--- WRITTEN PROBLEM ---
Which lines below contain the word "Look" with the same capitalization? Return each of those lines in full.

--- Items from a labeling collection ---

>> Start

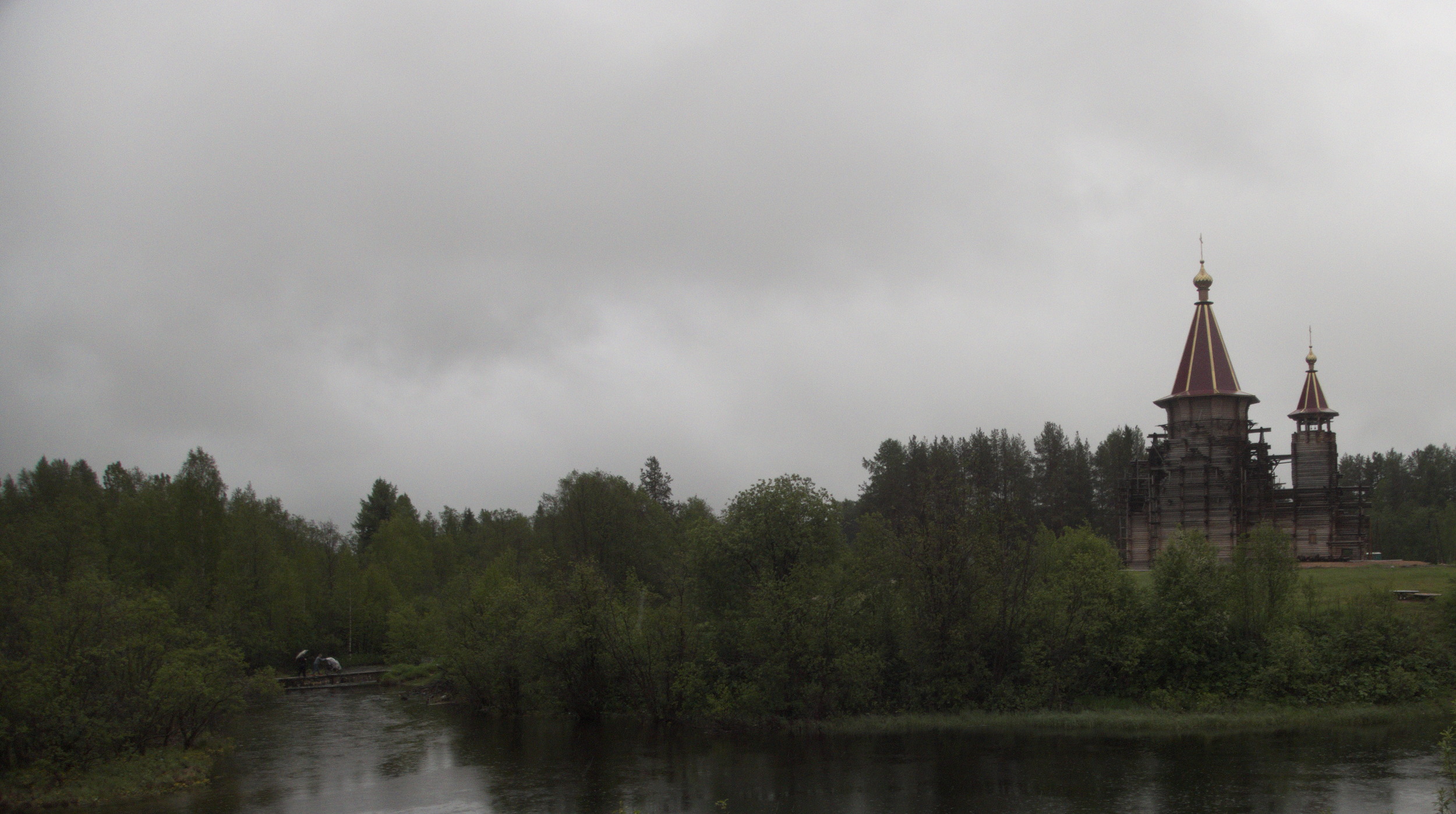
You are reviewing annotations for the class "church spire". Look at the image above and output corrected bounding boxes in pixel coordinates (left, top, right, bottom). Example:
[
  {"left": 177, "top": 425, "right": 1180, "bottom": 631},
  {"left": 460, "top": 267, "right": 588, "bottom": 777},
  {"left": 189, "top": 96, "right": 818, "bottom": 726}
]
[
  {"left": 1289, "top": 341, "right": 1340, "bottom": 429},
  {"left": 1153, "top": 260, "right": 1260, "bottom": 406}
]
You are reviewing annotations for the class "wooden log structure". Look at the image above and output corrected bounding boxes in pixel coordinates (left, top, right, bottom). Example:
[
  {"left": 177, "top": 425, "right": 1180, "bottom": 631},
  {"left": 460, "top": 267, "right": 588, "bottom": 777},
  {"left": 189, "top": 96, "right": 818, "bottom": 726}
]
[
  {"left": 1118, "top": 260, "right": 1370, "bottom": 568},
  {"left": 278, "top": 667, "right": 389, "bottom": 690}
]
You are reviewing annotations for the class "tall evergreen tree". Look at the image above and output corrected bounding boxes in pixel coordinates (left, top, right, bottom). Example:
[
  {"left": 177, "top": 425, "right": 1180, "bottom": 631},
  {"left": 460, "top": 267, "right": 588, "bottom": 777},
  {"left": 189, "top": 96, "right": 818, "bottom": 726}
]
[
  {"left": 1092, "top": 425, "right": 1147, "bottom": 537},
  {"left": 354, "top": 478, "right": 399, "bottom": 551},
  {"left": 639, "top": 456, "right": 673, "bottom": 511}
]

>> End

--- RESULT OF THIS EXERCISE ---
You are reviewing annotations for the class "church spire". Look at the image above and output corrected bounding boxes in pixel coordinates (left, top, right, bottom). Example:
You are reviewing annotations for the class "wooden log structure". Look at the image above and output corrected bounding boxes in pixel coordinates (left, top, right, bottom). Example:
You are reviewing annotations for the class "tall evergreen tree". Look at the image above and output corrected bounding boxes in pixel coordinates (left, top, right, bottom). Example:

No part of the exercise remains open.